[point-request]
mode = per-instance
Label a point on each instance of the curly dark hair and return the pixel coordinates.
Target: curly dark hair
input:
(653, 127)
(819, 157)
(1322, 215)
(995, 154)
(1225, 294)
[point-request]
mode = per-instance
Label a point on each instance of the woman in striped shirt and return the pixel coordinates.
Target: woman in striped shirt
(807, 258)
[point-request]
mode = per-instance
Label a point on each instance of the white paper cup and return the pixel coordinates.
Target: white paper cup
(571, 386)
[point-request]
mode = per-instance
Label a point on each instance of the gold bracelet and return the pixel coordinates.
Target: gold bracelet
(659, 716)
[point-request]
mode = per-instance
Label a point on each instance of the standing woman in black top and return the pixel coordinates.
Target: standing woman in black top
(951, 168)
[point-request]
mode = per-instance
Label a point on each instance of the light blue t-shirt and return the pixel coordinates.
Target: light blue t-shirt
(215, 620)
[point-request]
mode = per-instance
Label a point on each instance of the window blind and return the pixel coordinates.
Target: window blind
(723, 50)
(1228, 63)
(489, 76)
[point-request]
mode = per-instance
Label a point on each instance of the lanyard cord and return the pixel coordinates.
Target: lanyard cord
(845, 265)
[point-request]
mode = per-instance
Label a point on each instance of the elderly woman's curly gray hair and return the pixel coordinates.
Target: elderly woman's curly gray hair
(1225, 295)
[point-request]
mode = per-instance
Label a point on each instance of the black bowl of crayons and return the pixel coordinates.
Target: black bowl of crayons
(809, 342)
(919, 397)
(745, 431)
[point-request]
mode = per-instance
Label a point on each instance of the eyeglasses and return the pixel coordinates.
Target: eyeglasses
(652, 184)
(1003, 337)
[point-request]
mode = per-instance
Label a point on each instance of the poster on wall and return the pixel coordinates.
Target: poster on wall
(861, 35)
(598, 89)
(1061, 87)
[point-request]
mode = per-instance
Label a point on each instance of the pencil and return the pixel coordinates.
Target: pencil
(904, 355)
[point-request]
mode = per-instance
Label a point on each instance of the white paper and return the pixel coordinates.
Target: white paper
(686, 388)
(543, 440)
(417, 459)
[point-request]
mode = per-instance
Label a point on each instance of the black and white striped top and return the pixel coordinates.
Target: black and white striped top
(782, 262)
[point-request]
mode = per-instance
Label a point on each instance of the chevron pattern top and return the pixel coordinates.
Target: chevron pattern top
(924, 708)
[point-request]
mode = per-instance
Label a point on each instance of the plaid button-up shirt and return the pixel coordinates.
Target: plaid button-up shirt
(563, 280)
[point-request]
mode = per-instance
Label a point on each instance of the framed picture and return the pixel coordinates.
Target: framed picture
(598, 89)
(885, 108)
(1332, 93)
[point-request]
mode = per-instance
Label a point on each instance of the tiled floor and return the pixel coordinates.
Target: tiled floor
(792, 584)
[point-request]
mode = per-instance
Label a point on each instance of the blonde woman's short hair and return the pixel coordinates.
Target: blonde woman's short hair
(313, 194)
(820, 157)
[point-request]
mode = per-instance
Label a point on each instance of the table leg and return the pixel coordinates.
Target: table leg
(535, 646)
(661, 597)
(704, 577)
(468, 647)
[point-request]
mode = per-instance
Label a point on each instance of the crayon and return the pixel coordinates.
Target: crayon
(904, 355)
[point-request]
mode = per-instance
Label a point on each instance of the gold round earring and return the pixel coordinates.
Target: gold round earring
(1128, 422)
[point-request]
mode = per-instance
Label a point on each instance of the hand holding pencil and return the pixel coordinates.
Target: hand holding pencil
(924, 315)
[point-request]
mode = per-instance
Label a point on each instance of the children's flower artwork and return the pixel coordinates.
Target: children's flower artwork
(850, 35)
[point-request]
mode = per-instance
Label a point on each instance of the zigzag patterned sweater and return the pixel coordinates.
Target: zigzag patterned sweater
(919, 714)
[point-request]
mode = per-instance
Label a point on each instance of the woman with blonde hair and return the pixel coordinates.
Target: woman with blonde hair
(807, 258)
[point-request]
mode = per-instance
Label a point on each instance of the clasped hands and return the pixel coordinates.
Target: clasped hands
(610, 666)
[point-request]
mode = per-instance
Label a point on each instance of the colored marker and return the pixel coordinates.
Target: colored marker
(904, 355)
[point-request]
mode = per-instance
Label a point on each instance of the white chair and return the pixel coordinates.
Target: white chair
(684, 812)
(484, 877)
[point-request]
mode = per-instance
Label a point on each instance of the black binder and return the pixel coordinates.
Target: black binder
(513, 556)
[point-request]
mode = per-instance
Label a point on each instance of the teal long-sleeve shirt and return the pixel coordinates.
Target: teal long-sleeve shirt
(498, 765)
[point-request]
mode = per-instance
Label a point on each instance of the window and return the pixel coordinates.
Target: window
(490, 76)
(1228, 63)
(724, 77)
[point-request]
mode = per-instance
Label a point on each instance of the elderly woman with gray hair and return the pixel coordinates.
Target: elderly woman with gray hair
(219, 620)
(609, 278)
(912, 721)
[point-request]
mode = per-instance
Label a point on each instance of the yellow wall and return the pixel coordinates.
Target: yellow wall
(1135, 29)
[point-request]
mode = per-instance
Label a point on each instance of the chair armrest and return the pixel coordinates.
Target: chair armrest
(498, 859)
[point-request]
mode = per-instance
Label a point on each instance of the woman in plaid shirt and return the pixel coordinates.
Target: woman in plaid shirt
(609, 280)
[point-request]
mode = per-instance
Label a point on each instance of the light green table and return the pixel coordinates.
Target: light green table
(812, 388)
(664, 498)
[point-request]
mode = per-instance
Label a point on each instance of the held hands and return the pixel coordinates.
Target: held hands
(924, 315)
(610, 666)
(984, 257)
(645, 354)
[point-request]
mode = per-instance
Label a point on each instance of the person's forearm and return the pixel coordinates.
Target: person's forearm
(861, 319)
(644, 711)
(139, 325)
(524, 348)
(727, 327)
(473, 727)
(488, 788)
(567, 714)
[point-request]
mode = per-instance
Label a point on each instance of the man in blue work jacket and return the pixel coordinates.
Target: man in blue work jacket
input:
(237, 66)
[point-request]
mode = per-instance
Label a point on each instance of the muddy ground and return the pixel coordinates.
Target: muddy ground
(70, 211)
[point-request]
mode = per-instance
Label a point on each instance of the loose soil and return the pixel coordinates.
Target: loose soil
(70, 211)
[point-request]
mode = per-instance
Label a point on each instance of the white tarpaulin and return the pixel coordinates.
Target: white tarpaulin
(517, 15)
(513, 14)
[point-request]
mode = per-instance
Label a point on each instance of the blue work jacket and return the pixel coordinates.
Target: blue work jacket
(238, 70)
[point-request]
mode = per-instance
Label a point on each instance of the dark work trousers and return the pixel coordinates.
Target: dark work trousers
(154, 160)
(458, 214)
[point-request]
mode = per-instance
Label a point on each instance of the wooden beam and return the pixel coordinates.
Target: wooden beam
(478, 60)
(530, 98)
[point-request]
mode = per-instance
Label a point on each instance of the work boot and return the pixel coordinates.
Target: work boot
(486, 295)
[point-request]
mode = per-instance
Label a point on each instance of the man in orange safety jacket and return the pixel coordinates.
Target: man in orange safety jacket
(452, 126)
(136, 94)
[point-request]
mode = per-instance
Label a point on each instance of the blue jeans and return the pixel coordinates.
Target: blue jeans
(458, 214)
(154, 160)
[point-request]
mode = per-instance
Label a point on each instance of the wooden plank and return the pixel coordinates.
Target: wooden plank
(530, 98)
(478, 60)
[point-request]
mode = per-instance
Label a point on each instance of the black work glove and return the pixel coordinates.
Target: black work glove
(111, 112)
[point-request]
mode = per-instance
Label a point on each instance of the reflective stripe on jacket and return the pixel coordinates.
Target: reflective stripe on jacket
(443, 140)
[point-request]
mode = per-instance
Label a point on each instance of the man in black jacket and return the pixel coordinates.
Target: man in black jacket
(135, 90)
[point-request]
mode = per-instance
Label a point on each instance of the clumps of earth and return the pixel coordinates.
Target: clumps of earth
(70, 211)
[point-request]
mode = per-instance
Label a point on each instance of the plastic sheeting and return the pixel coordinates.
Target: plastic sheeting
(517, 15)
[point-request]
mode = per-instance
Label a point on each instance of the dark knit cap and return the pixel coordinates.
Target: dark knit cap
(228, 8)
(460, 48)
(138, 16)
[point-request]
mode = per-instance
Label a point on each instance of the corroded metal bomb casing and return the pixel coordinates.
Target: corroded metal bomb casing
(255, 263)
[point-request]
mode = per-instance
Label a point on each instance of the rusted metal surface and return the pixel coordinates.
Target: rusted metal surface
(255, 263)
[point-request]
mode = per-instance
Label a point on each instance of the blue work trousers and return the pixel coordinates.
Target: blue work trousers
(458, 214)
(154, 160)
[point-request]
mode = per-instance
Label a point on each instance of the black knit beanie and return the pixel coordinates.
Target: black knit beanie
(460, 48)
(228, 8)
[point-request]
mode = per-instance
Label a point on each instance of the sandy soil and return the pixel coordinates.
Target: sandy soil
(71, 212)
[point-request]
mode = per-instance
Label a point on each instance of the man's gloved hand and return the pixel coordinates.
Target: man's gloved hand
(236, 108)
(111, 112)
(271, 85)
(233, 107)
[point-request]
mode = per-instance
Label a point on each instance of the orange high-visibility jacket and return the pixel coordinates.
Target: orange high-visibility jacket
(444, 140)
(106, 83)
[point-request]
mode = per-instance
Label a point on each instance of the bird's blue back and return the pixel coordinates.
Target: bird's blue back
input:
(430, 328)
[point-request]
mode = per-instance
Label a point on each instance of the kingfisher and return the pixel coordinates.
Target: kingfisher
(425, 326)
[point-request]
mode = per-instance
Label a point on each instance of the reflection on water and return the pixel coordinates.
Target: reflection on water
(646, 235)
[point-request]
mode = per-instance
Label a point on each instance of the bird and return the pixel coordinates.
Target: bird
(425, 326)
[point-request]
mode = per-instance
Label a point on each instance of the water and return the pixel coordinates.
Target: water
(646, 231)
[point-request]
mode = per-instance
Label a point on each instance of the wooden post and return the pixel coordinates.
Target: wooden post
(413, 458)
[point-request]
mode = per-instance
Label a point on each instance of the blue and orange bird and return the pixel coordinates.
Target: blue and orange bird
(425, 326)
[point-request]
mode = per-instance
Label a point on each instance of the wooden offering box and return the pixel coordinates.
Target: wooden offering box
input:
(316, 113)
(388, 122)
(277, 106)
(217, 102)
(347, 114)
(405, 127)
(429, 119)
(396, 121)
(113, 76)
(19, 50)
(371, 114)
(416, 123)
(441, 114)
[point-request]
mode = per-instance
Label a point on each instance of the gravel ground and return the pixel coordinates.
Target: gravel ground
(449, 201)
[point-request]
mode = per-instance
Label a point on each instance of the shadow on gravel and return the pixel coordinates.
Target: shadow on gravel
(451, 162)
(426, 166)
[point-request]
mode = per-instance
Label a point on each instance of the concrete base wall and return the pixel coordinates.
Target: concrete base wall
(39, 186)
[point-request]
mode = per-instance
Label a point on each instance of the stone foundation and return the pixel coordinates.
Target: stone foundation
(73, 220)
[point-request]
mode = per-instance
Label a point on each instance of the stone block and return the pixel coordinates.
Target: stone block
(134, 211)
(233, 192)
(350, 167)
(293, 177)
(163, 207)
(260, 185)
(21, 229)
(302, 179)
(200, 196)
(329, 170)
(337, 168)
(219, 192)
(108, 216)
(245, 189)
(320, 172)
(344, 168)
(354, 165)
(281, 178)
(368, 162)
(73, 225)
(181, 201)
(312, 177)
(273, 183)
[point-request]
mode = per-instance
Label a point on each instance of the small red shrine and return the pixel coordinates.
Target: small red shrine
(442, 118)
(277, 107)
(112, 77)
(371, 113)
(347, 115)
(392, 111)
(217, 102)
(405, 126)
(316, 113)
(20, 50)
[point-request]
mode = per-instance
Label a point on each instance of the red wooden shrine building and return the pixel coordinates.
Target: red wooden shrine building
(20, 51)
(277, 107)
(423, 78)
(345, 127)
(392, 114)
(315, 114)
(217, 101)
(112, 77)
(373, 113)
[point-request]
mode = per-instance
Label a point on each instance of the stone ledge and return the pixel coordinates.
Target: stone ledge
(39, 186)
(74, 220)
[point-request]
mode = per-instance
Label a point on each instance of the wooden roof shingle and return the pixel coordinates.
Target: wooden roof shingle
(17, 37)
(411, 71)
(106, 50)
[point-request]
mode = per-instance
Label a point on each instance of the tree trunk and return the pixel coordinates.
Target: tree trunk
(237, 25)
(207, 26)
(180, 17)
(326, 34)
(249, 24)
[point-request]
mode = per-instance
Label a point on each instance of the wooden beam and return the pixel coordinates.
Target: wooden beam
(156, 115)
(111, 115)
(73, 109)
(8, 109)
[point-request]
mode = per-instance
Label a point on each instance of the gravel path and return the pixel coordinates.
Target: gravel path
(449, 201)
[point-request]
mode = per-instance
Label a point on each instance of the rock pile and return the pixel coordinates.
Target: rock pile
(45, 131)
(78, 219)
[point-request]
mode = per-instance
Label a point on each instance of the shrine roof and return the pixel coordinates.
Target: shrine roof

> **Work to do**
Pull out every line of the material above that includes the string "shadow" and copy each of those lines in full.

> **Expected output**
Label a point on each instance of the shadow on gravel and return the pixel coordinates.
Target: shadow on gravel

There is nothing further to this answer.